╭─ Data shown

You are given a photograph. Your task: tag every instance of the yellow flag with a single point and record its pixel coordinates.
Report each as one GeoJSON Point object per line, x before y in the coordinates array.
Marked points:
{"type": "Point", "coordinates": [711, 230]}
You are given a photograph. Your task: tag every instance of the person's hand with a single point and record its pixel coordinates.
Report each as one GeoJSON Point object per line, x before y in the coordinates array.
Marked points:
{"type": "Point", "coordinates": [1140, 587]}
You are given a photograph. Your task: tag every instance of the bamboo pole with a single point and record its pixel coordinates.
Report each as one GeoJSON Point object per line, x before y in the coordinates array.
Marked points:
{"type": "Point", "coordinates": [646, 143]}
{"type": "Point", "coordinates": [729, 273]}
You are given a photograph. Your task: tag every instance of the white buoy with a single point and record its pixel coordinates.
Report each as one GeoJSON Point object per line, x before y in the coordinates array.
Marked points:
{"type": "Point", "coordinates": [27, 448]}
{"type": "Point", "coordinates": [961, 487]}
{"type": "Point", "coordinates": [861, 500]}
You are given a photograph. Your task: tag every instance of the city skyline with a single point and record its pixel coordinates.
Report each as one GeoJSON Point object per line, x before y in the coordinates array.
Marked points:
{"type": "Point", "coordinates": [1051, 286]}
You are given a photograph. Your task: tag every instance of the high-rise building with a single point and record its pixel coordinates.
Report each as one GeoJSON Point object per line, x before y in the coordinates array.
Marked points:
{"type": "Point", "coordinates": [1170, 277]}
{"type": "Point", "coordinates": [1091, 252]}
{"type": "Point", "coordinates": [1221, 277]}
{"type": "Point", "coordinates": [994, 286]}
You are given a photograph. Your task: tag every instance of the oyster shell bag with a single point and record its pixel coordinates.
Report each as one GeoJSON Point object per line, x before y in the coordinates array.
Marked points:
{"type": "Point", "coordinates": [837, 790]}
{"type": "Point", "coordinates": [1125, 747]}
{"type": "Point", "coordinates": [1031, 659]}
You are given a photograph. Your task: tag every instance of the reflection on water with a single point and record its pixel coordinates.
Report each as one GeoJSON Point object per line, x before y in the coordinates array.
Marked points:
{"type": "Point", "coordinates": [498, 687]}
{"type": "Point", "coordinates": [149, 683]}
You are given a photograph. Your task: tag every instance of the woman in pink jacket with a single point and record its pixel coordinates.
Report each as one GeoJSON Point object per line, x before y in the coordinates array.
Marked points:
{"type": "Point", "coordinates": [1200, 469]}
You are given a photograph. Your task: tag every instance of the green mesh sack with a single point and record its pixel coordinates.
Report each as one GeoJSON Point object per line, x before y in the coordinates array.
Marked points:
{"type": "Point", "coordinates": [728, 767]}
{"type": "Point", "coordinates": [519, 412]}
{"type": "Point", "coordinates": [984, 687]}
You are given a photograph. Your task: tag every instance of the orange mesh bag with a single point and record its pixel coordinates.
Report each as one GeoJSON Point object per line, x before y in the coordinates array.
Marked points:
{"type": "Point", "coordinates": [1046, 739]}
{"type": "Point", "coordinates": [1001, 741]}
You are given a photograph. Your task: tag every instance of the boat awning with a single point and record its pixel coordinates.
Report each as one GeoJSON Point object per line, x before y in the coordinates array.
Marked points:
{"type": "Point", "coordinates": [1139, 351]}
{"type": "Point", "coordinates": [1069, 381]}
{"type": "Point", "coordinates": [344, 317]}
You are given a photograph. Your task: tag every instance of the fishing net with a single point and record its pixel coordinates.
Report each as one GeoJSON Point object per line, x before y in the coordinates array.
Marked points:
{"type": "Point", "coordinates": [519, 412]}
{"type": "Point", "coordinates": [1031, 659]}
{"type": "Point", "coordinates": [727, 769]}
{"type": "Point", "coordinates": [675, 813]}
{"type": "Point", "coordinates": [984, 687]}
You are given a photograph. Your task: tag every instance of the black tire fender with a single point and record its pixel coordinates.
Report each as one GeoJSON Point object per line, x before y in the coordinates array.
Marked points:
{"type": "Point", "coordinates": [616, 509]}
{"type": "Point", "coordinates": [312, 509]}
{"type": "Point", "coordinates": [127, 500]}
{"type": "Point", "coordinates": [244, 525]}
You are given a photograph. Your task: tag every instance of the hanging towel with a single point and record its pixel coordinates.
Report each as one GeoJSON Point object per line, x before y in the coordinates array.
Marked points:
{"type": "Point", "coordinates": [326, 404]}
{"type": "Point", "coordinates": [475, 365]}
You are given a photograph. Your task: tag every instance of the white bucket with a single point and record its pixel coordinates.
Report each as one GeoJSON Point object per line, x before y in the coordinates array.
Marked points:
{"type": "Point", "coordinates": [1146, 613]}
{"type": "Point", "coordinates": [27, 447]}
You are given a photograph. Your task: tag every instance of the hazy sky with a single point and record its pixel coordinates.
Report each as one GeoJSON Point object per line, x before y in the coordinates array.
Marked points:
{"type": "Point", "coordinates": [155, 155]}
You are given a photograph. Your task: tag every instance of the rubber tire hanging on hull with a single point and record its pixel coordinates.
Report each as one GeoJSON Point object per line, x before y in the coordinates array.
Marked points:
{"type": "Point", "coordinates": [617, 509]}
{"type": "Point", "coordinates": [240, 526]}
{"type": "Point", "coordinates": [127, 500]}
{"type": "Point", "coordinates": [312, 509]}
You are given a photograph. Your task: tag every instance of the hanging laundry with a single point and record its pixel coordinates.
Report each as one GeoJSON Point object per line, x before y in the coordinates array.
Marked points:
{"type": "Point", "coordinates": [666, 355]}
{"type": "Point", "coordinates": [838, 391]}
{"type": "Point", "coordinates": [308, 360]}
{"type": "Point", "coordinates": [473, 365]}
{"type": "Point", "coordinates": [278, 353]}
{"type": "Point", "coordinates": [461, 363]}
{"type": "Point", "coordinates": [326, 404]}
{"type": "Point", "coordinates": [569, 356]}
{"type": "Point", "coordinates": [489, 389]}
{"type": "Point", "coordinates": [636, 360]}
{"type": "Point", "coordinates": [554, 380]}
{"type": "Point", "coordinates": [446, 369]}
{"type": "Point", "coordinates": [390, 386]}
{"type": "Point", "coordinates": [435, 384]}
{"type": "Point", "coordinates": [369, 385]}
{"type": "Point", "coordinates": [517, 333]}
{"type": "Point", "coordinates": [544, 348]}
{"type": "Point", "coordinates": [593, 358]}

╰─

### Exercise details
Repeat the material above in full, keeping every word.

### Written answer
You are given a photograph. Your task: tag every instance of the yellow flag with a single point and record its pixel coordinates.
Report each as one GeoJSON Point object per line, x before y in the coordinates array.
Marked points:
{"type": "Point", "coordinates": [711, 230]}
You are given a photograph. Your task: tag every instance of the person's hand with a single point and record its pixel coordinates.
Report each as one GeoJSON Point object per line, x before y in the coordinates array.
Marked points:
{"type": "Point", "coordinates": [1140, 587]}
You are given a photograph. Your task: tag every instance of the bamboo pole with a single point and record its pixel coordinates.
Report each as one GeoJSON Point object per line, x before y in the coordinates array.
Marked points:
{"type": "Point", "coordinates": [646, 143]}
{"type": "Point", "coordinates": [729, 273]}
You are given a photograph. Your task: tag every instance of the white buoy with a single point and record its pixel coordinates.
Report each as one GeoJSON Point object per line, x before y in the coordinates array.
Marked points:
{"type": "Point", "coordinates": [27, 448]}
{"type": "Point", "coordinates": [961, 487]}
{"type": "Point", "coordinates": [861, 500]}
You are given a photograph. Your task: tag every instance of the city skyline with a single point and record its pixel coordinates.
Report each as one GeoJSON Point object per line, x before y in the coordinates array.
Marked points:
{"type": "Point", "coordinates": [1051, 286]}
You are given a photograph. Your task: tag every instance of the high-rise building with a single point and record its pixel coordinates.
Report each as one GeoJSON Point object per line, x before y in the coordinates array.
Marked points:
{"type": "Point", "coordinates": [1170, 277]}
{"type": "Point", "coordinates": [1091, 252]}
{"type": "Point", "coordinates": [1221, 277]}
{"type": "Point", "coordinates": [994, 286]}
You are given a photograph. Your task: tag every instance of the oyster shell bag with a single point and record its pixel coordinates.
Report each as one GeoJSON Point object per line, x before y in the coordinates array.
Marked points:
{"type": "Point", "coordinates": [837, 790]}
{"type": "Point", "coordinates": [1125, 747]}
{"type": "Point", "coordinates": [1031, 659]}
You are given a photograph. Your task: tag every instance of the reflection on water with a single point and record its pixel coordinates.
Report each as one GeoJSON Point object per line, x before y in the coordinates array.
Marked points:
{"type": "Point", "coordinates": [498, 687]}
{"type": "Point", "coordinates": [149, 683]}
You are given a photograph. Your task: tag every instance of the woman in pink jacket with a single point and record its pixel coordinates.
Report each as one GeoJSON Point object per line, x before y in the coordinates array.
Marked points:
{"type": "Point", "coordinates": [1200, 469]}
You are given a photograph. Your task: tag every instance of the green mesh sack with a single point and record its pixel coordinates.
Report each as one GeoJSON Point object per line, x before y in the coordinates array.
Marked points:
{"type": "Point", "coordinates": [728, 767]}
{"type": "Point", "coordinates": [519, 412]}
{"type": "Point", "coordinates": [984, 687]}
You are given a photograph. Your task: tag every instance of the orange mesh bag with a single point and record its pixel coordinates.
Report each as one GeoJSON Point object per line, x before y in the coordinates array.
Marked points:
{"type": "Point", "coordinates": [1046, 739]}
{"type": "Point", "coordinates": [1001, 741]}
You are given a photograph. Your task: tag every instance of the boat awning with a single point and record its pixel coordinates.
Report each as one GeoJSON Point object per line, x before y in the coordinates array.
Marked points:
{"type": "Point", "coordinates": [1139, 351]}
{"type": "Point", "coordinates": [1069, 381]}
{"type": "Point", "coordinates": [344, 317]}
You are given a photograph. Your task: tag every instance of the fishing net with a single point and record its pixel coordinates.
Report each as one GeoJSON Point object per line, x before y in the coordinates array.
Marked points:
{"type": "Point", "coordinates": [519, 412]}
{"type": "Point", "coordinates": [1031, 659]}
{"type": "Point", "coordinates": [727, 769]}
{"type": "Point", "coordinates": [675, 813]}
{"type": "Point", "coordinates": [984, 687]}
You are given a photograph. Your task: tag every instance of the black tire fender with a single point and record its pixel coordinates.
Report each as one GeoJSON Point object per line, x before y in the coordinates array.
Marked points:
{"type": "Point", "coordinates": [616, 509]}
{"type": "Point", "coordinates": [312, 509]}
{"type": "Point", "coordinates": [127, 500]}
{"type": "Point", "coordinates": [244, 525]}
You are given a photograph. Your task: tag every instance of the hanging towel with a single point and record its pixel coordinates.
Report each as one GeoJSON Point object per line, x before y in the coordinates array.
Marked points:
{"type": "Point", "coordinates": [326, 404]}
{"type": "Point", "coordinates": [475, 365]}
You are given a photograph. Your task: tag every instance of the white bucket with a single point and record its pixel coordinates.
Report each as one GeoJSON Point object per line, x before y in the coordinates array.
Marked points:
{"type": "Point", "coordinates": [1146, 613]}
{"type": "Point", "coordinates": [27, 447]}
You are given a photograph. Your task: tag every instance of the hazy sky with a single point and record its pixel coordinates.
Report each as one GeoJSON Point object per line, x before y in the coordinates array.
Marked points:
{"type": "Point", "coordinates": [155, 155]}
You are given a photograph. Your task: tag every instance of the rubber tire hanging on hull with a single point and record its pixel coordinates.
Report each as one GeoJSON Point object per line, x before y in the coordinates array.
Marked points:
{"type": "Point", "coordinates": [617, 509]}
{"type": "Point", "coordinates": [240, 526]}
{"type": "Point", "coordinates": [127, 500]}
{"type": "Point", "coordinates": [312, 509]}
You are given a photograph. Your task: tag every instance of the hanging laundry with a single point and record its pixel coordinates.
Report each as one GeoJSON Point object per line, x before y in the coordinates array.
Marked points:
{"type": "Point", "coordinates": [666, 355]}
{"type": "Point", "coordinates": [838, 391]}
{"type": "Point", "coordinates": [308, 360]}
{"type": "Point", "coordinates": [473, 365]}
{"type": "Point", "coordinates": [278, 353]}
{"type": "Point", "coordinates": [461, 363]}
{"type": "Point", "coordinates": [326, 404]}
{"type": "Point", "coordinates": [569, 356]}
{"type": "Point", "coordinates": [489, 389]}
{"type": "Point", "coordinates": [636, 360]}
{"type": "Point", "coordinates": [554, 380]}
{"type": "Point", "coordinates": [446, 369]}
{"type": "Point", "coordinates": [390, 386]}
{"type": "Point", "coordinates": [435, 384]}
{"type": "Point", "coordinates": [369, 385]}
{"type": "Point", "coordinates": [517, 333]}
{"type": "Point", "coordinates": [544, 348]}
{"type": "Point", "coordinates": [593, 358]}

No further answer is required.